REQUIREMENTS =>
Count the lines in the listing below that contain the string "field", matching case exactly, and reply with only that number.

MATERIAL FOR THE TASK =>

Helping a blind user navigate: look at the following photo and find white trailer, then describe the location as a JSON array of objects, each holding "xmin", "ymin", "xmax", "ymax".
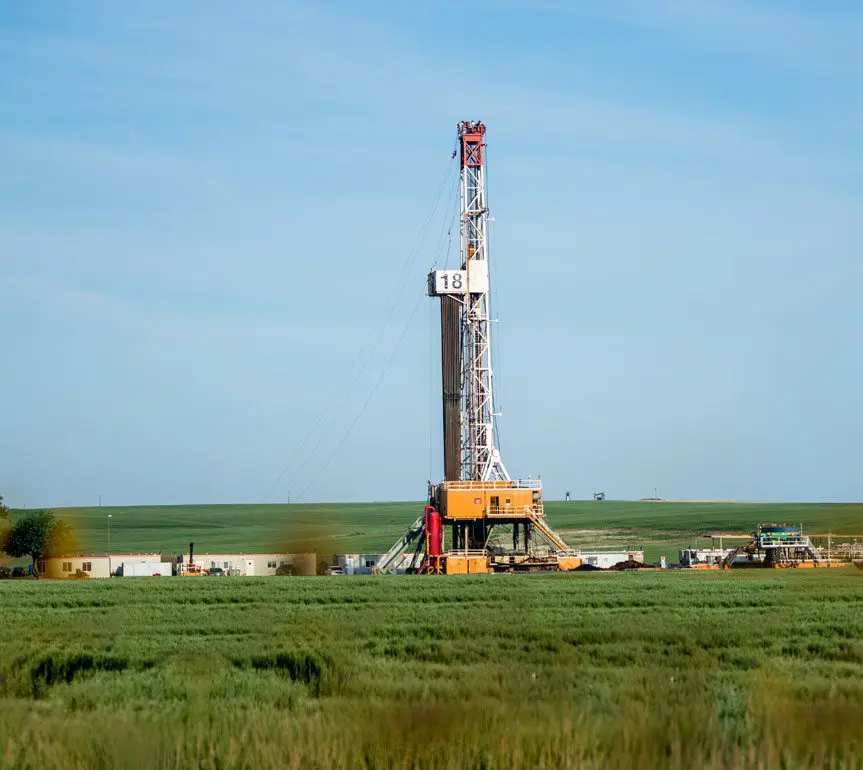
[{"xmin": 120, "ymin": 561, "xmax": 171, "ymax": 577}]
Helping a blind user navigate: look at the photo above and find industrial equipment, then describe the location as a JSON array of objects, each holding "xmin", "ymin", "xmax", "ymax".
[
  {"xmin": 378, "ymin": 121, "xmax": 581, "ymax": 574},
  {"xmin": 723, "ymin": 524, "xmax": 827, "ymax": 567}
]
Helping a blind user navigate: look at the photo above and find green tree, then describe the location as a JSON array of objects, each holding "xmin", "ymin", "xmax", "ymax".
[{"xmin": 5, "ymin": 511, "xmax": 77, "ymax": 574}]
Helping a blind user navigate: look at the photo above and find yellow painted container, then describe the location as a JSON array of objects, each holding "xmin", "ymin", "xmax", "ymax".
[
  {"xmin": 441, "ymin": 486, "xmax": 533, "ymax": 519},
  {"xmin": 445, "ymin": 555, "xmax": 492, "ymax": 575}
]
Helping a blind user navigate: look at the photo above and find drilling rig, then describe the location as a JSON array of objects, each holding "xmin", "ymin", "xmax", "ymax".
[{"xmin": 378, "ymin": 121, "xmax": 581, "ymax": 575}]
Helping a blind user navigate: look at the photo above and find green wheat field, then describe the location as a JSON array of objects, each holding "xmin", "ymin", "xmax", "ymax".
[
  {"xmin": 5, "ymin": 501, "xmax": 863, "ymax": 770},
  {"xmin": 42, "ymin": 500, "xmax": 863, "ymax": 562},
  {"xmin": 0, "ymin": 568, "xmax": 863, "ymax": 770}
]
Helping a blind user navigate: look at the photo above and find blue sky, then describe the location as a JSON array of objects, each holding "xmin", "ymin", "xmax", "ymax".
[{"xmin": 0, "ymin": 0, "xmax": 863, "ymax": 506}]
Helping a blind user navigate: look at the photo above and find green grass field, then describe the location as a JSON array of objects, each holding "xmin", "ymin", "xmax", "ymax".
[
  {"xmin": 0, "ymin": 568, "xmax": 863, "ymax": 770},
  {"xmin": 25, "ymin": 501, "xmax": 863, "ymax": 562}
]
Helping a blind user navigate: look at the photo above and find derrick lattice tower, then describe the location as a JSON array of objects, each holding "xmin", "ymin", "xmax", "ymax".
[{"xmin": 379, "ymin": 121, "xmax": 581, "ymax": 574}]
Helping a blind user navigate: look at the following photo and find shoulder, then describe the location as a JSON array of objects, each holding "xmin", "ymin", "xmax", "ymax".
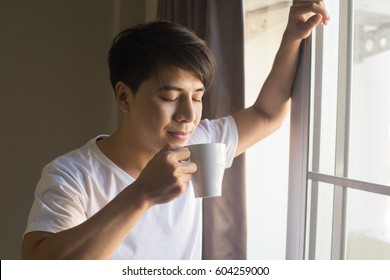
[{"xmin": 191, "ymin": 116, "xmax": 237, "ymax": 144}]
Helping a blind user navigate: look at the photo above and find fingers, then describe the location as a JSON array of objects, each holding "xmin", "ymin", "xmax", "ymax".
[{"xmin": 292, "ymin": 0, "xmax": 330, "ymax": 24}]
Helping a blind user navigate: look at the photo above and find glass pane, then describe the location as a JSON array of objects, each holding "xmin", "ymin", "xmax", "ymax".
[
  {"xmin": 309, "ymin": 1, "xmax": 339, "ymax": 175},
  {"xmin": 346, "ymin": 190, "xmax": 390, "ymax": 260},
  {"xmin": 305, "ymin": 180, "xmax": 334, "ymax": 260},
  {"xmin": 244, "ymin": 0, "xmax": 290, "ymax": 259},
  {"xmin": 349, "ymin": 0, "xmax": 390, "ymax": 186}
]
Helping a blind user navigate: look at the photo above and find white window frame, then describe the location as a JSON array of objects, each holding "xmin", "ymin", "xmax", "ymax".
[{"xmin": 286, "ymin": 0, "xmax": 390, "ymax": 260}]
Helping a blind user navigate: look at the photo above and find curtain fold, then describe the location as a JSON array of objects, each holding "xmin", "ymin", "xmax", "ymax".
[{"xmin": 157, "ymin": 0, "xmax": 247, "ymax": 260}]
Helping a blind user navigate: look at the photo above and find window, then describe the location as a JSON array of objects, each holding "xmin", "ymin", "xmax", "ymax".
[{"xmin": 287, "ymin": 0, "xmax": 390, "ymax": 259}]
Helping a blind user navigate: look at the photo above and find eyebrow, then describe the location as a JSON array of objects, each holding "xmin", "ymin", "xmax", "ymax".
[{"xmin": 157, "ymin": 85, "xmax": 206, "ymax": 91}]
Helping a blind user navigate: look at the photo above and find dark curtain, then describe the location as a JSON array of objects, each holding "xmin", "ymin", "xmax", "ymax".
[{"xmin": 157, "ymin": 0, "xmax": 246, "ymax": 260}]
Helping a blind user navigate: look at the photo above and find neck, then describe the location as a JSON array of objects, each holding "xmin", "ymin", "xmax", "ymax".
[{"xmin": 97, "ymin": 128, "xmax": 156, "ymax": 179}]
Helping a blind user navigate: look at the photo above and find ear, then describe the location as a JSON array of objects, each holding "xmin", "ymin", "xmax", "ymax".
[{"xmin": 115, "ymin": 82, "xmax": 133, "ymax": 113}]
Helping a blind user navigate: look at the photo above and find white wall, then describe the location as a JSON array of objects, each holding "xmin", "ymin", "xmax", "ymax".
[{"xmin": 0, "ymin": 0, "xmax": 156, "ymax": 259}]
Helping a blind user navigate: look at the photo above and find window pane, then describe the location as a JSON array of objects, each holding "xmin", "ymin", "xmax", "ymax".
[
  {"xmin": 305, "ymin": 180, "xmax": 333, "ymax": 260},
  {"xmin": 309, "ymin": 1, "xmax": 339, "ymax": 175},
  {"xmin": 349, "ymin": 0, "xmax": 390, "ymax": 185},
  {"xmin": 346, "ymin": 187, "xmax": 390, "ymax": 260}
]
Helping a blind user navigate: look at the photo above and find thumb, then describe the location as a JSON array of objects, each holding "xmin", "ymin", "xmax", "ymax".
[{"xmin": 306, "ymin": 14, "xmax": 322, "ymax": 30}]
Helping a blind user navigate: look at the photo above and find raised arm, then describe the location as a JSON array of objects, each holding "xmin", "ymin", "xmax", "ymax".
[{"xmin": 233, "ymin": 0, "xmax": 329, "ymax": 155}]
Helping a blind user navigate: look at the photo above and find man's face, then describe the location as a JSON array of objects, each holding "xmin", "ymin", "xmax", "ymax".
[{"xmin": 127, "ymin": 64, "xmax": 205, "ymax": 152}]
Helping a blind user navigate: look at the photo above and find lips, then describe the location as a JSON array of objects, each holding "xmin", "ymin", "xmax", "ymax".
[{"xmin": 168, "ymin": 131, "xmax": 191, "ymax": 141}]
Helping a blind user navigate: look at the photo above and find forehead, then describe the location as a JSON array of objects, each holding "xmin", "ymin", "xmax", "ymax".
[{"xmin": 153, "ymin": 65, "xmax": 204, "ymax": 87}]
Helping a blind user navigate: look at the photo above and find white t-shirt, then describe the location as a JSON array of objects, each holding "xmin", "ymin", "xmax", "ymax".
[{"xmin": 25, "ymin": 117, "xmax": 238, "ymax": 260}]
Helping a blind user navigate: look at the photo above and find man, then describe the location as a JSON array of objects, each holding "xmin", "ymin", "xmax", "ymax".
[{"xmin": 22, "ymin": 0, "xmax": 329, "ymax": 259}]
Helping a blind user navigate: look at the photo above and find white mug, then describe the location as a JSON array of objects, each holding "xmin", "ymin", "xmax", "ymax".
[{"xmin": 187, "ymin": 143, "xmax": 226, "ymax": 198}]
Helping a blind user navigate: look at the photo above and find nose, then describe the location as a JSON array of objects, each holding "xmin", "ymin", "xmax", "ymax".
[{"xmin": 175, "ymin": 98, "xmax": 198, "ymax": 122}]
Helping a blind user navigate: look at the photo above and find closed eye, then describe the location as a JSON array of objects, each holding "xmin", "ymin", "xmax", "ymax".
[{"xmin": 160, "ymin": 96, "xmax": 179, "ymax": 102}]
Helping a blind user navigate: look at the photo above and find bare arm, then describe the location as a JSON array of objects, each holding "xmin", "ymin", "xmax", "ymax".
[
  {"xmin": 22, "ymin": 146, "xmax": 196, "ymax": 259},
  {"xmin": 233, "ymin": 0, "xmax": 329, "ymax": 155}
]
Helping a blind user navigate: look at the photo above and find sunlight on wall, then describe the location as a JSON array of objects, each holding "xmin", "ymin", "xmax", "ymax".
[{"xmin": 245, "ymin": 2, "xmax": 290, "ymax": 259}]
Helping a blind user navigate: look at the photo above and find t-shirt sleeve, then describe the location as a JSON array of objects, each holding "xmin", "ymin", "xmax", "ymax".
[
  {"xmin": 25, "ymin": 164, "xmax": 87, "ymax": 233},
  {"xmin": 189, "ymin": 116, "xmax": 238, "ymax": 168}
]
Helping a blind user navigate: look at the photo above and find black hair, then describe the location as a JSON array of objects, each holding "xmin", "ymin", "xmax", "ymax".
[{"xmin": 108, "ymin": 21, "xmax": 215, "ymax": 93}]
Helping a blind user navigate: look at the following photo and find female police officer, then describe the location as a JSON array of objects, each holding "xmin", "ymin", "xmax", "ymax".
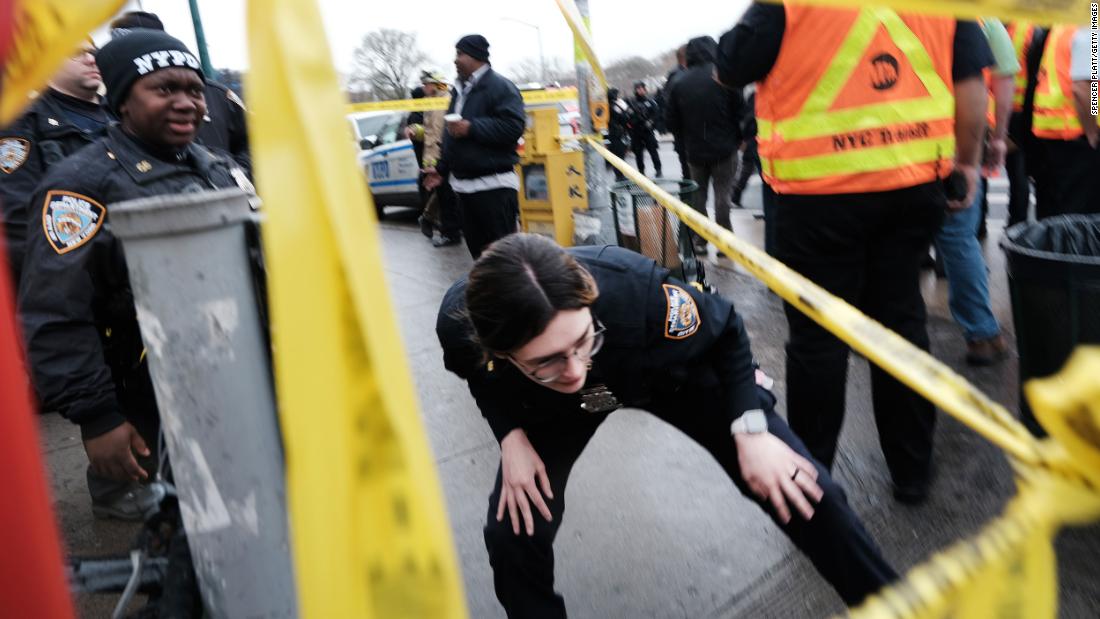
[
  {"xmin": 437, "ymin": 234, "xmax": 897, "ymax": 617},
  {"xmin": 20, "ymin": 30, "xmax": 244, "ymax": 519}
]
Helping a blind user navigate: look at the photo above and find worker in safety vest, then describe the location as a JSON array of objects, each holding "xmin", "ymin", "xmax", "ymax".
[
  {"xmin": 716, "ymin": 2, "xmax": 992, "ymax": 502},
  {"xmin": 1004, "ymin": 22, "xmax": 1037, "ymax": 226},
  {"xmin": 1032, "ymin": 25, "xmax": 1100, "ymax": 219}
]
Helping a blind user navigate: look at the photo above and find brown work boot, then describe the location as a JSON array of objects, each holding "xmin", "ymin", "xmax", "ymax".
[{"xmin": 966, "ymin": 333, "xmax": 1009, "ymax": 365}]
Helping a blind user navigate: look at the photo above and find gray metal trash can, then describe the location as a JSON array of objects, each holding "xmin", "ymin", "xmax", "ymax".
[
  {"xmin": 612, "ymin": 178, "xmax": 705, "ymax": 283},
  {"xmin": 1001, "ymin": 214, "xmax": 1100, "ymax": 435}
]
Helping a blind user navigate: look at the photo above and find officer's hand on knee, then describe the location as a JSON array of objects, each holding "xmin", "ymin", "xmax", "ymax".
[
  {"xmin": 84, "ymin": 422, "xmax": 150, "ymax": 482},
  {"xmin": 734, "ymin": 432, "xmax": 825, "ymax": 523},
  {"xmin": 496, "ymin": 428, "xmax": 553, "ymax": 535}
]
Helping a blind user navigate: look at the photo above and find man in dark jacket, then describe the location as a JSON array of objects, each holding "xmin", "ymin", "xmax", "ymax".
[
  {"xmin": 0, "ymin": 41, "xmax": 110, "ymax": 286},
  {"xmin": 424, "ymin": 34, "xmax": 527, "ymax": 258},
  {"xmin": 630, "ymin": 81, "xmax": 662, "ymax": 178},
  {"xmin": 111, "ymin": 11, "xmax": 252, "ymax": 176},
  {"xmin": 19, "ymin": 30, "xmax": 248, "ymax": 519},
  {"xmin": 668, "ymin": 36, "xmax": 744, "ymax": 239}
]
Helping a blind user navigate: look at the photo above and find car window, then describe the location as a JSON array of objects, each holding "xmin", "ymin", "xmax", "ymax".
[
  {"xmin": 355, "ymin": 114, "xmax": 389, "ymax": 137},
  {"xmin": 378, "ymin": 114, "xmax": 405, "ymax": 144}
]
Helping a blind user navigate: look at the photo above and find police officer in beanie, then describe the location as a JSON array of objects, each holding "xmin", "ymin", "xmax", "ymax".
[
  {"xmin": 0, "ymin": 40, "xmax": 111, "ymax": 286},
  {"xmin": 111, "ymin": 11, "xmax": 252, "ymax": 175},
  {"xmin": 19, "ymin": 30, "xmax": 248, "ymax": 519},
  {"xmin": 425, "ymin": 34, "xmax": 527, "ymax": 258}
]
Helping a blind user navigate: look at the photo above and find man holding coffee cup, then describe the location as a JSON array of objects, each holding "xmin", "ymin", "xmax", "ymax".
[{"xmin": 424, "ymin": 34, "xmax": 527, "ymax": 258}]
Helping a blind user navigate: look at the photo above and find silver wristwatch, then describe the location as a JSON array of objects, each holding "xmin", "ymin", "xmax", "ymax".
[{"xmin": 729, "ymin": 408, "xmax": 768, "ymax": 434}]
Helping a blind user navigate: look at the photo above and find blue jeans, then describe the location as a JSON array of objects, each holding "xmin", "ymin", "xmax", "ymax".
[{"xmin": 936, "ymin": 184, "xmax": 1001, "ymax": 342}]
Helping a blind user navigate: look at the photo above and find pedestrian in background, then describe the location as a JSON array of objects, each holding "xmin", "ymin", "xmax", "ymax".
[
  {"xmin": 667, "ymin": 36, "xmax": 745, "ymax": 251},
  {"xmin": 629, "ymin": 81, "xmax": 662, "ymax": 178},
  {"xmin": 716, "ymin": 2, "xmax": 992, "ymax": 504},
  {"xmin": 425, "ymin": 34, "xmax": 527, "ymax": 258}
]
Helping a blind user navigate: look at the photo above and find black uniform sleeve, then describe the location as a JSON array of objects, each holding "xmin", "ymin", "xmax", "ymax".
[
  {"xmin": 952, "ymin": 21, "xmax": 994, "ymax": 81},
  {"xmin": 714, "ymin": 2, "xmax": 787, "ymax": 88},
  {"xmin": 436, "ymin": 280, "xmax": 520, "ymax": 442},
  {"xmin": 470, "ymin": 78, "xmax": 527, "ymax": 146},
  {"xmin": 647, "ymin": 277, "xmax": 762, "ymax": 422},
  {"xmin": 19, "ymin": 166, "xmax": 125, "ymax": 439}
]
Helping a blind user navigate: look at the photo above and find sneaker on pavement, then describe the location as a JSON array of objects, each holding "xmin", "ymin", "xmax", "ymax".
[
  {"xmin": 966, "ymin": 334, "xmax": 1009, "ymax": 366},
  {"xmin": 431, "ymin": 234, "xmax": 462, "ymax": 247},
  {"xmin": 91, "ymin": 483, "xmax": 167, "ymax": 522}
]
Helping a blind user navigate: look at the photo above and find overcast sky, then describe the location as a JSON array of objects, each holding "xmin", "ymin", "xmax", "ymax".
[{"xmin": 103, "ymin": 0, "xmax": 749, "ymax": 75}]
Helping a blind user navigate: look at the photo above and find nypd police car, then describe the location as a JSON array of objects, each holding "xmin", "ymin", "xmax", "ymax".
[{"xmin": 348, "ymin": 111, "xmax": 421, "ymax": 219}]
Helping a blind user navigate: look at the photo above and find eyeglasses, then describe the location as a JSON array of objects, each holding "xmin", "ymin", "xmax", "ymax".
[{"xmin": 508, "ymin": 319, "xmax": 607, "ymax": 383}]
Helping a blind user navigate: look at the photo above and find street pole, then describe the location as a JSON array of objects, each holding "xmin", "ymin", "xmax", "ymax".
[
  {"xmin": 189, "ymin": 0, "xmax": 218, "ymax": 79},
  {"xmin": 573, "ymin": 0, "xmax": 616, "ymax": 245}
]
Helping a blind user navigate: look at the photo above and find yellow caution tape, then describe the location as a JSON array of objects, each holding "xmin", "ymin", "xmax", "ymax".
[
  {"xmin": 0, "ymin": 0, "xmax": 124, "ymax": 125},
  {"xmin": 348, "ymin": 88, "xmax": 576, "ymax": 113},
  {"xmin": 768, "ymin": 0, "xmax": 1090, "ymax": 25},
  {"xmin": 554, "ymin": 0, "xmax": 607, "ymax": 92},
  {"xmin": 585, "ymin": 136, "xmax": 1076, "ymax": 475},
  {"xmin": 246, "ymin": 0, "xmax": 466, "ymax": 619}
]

RESULT =>
2